Passage provided:
------------------------------------
Jazz has gradually found my way into my tastes slowly but surely over the years, starting with smooth jazz and then getting into the more serious stuff about a couple of years ago. Mostly good stuff, but I do have to do some digging for it.

To Represent:

Charles Mingus - Mingus Ah Um

Samples:
http://www.youtube.com/watch?v=Z-R11B7EGt0
http://www.youtube.com/watch?v=6sfe_8RAaJ0

Wikipedia:
Charles Mingus Jr. (April 22, 1922 – January 5, 1979) was an American jazz musician, composer, bandleader, and civil rights activist.

Mingus's compositions retained the hot and soulful feel of hard bop and drew heavily from black gospel music while sometimes drawing on elements of Third stream, free jazz, and classical music. Yet Mingus avoided categorization, forging his own brand of music that fused tradition with unique and unexplored realms of jazz.

Mingus focused on collective improvisation, similar to the old New Orleans jazz parades, paying particular attention to how each band member interacted with the group as a whole. In creating his bands, Mingus looked not only at the skills of the available musicians, but also their personalities. Many musicians passed through his bands and later went on to impressive careers. He recruited talented and sometimes little-known artists whom he assembled into unconventional and revealing configurations. As a performer, Mingus was a pioneer in double bass technique, widely recognized as one of the instrument's most proficient players.
------------------------------------
Collected material:
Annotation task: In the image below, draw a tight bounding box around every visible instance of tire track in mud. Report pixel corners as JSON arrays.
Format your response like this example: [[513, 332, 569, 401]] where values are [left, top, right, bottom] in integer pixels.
------------------------------------
What you will do:
**a.** In the Mingus passage, on which instrument was Mingus a pioneer in technique?
**b.** Please retype the Mingus passage from "Charles Mingus - Mingus" to "civil rights activist.".
The listing has no role in this work.

Answers given:
**a.** The double bass.

**b.**
Charles Mingus - Mingus Ah Um

Samples:
http://www.youtube.com/watch?v=Z-R11B7EGt0
http://www.youtube.com/watch?v=6sfe_8RAaJ0

Wikipedia:
Charles Mingus Jr. (April 22, 1922 – January 5, 1979) was an American jazz musician, composer, bandleader, and civil rights activist.